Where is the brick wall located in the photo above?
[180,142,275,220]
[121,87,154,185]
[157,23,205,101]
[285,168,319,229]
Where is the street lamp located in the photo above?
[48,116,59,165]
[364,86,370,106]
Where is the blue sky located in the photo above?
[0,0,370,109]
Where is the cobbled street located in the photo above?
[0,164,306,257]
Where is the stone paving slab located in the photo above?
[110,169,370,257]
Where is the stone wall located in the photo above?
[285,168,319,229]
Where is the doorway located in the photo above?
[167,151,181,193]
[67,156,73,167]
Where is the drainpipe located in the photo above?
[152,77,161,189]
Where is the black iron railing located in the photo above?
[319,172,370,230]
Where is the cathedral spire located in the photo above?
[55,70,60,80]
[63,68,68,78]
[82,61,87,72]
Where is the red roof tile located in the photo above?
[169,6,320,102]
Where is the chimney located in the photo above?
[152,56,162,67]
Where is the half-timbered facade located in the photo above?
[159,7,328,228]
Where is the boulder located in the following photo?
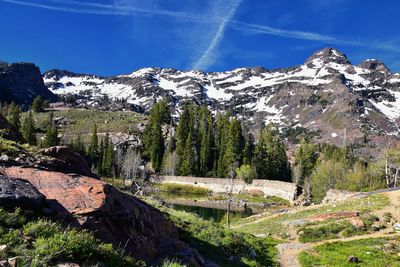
[0,167,199,266]
[393,223,400,232]
[0,175,45,210]
[39,146,96,178]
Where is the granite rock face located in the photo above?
[0,62,57,106]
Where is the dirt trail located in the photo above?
[277,230,398,267]
[277,191,400,267]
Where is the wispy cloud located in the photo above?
[193,0,242,69]
[231,20,400,52]
[0,0,400,66]
[0,0,199,21]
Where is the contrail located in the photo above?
[0,0,400,62]
[193,0,242,69]
[0,0,200,21]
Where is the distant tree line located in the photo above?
[143,101,291,181]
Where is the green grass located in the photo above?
[159,183,211,195]
[0,209,144,267]
[299,238,400,267]
[233,194,290,206]
[145,198,278,267]
[29,109,145,137]
[234,194,390,239]
[298,214,385,243]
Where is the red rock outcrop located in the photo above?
[39,146,96,178]
[0,167,199,263]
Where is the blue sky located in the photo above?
[0,0,400,76]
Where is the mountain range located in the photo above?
[43,48,400,154]
[0,48,400,156]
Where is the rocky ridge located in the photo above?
[43,48,400,151]
[0,62,57,106]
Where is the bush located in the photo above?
[160,183,211,194]
[236,164,257,184]
[298,222,350,242]
[311,160,346,203]
[0,209,144,266]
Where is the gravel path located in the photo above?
[277,243,311,267]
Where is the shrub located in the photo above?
[299,222,350,242]
[236,164,257,184]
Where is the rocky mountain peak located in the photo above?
[0,62,57,106]
[305,47,351,65]
[358,59,390,74]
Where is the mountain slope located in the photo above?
[0,62,57,105]
[43,48,400,151]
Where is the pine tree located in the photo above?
[198,106,214,176]
[22,111,37,145]
[176,104,193,157]
[253,125,291,181]
[88,125,99,164]
[150,124,164,172]
[71,134,86,156]
[102,132,113,177]
[143,101,171,172]
[243,134,255,165]
[214,114,231,178]
[96,139,104,175]
[176,104,198,175]
[7,102,22,132]
[178,129,196,176]
[44,112,60,147]
[31,95,43,112]
[293,139,318,186]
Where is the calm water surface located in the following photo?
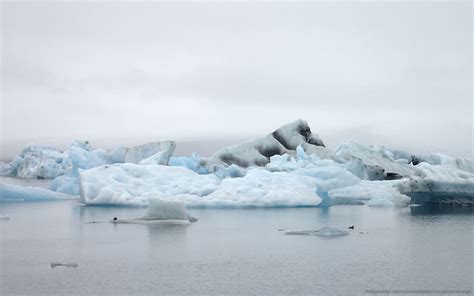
[0,201,474,295]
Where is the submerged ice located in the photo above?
[0,120,474,207]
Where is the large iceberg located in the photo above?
[111,198,197,225]
[0,145,71,179]
[401,163,474,205]
[80,164,321,207]
[0,120,474,207]
[0,141,176,179]
[213,119,324,167]
[0,183,77,202]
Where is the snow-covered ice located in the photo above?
[111,198,197,225]
[0,120,474,207]
[285,227,349,238]
[0,183,77,202]
[401,163,474,204]
[0,145,71,179]
[213,119,324,167]
[80,164,321,207]
[329,180,410,207]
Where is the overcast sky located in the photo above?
[1,1,473,158]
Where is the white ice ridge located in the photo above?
[111,198,197,225]
[80,164,321,207]
[0,120,474,207]
[0,183,77,202]
[213,119,324,167]
[0,141,176,179]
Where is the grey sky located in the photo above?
[1,1,473,158]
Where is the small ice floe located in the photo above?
[51,262,77,268]
[285,227,349,238]
[110,198,197,225]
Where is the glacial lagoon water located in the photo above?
[0,201,474,296]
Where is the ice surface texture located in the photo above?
[111,198,197,225]
[80,164,321,206]
[0,120,474,207]
[0,183,77,202]
[285,227,349,238]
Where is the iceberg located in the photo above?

*Task statement:*
Reproduce the rows verbatim, from the first line through the line containing "[82,61,87,72]", including both of these lines.

*Response to the task:*
Where is the brick wall located in the photo above?
[180,142,275,220]
[121,87,154,185]
[157,23,205,101]
[285,168,319,229]
Where is the street lamp located in the photo above?
[48,116,59,165]
[364,86,370,106]
Where is the blue sky located in the photo above?
[0,0,370,109]
Where is the cobbled street located in the photo above?
[0,164,306,257]
Where is the stone paving slab located in the photo above?
[110,169,370,257]
Where is the stone wall located in the photo above?
[285,168,319,229]
Where is the doorway located in the photo above?
[167,151,181,193]
[67,156,73,167]
Where is the drainpipe located in the photo above?
[152,77,161,189]
Where is the black iron railing located in the photo above?
[319,172,370,230]
Where is the cathedral spire located in the photo above?
[55,70,60,80]
[63,68,68,78]
[82,61,87,72]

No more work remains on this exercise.